Source excerpt:
>>>>

Fianna Fáil signals more cash to bring above-shop units into housing supply

Party intends to recruit 5,000 gardaí over five years and grant additional powers including dispersal orders

Election 2024: Fianna Fáil leader Micheál Martin said the party manifesto will include commitments 'on housing and health'. Photograph: Sam Boal/Collins
Election 2024: Fianna Fáil leader Micheál Martin said the party manifesto will include commitments 'on housing and health'. Photograph: Sam Boal/Collins

A grant of up to €100,000 would be available to refurbish derelict “above the shop” premises to be used for homes under election pledges to be unveiled by Fianna Fáil on Monday.

Tánaiste Micheál Martin said his party’s election manifesto, to be launched today will include commitments “particularly on housing and health and safer and cleaner urban environments”.

<<<<

Data shown:
>>>>

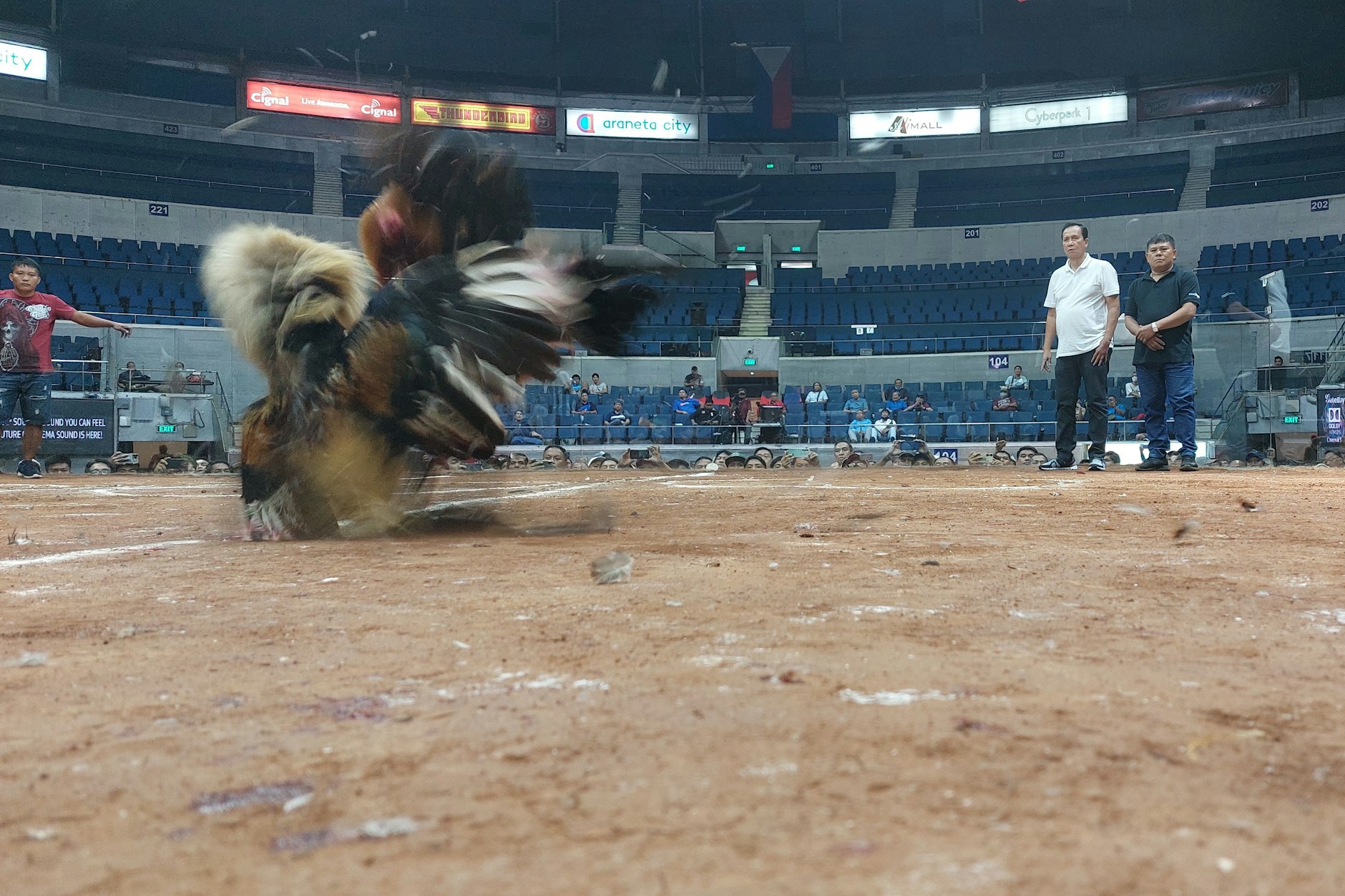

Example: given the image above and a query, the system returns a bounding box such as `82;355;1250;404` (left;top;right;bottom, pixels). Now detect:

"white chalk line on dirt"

<<<<

Brief A: In the Fianna Fáil article, switch "gardaí" to "police officers" and write out the passage that begins at "Party intends to" and stops after "Fáil on Monday.".
Brief B: In the Fianna Fáil article, how large a grant would be available to refurbish derelict "above the shop" premises?
Brief C: Carry on the Fianna Fáil election article from its final sentence.
The material above was drawn from a separate source.

Final result A:
Party intends to recruit 5,000 police officers over five years and grant additional powers including dispersal orders

Election 2024: Fianna Fáil leader Micheál Martin said the party manifesto will include commitments 'on housing and health'. Photograph: Sam Boal/Collins
Election 2024: Fianna Fáil leader Micheál Martin said the party manifesto will include commitments 'on housing and health'. Photograph: Sam Boal/Collins

A grant of up to €100,000 would be available to refurbish derelict “above the shop” premises to be used for homes under election pledges to be unveiled by Fianna Fáil on Monday.

Final result B: Up to €100,000.

Final result C:
Fianna Fáil will promise more generous schemes for bringing vacant and derelict properties back into use as part of efforts to ramp up the supply of housing. It will pledge to create an above-the-shop living refurbishment grant of €100,000 by topping up the vacant and derelict refurbishment grant. The assistance for owners of such premises to bring the upper floors of a commercial property into use as a home is limited to €70,000.

Fianna Fáil will also pledge to increase the vacant property refurbishment grant for turning an empty house into a permanent home or a rental property from €50,000 to €60,000. The upper limit of the derelict property top-up grant would also increase by €10,000 to as much as €80,000.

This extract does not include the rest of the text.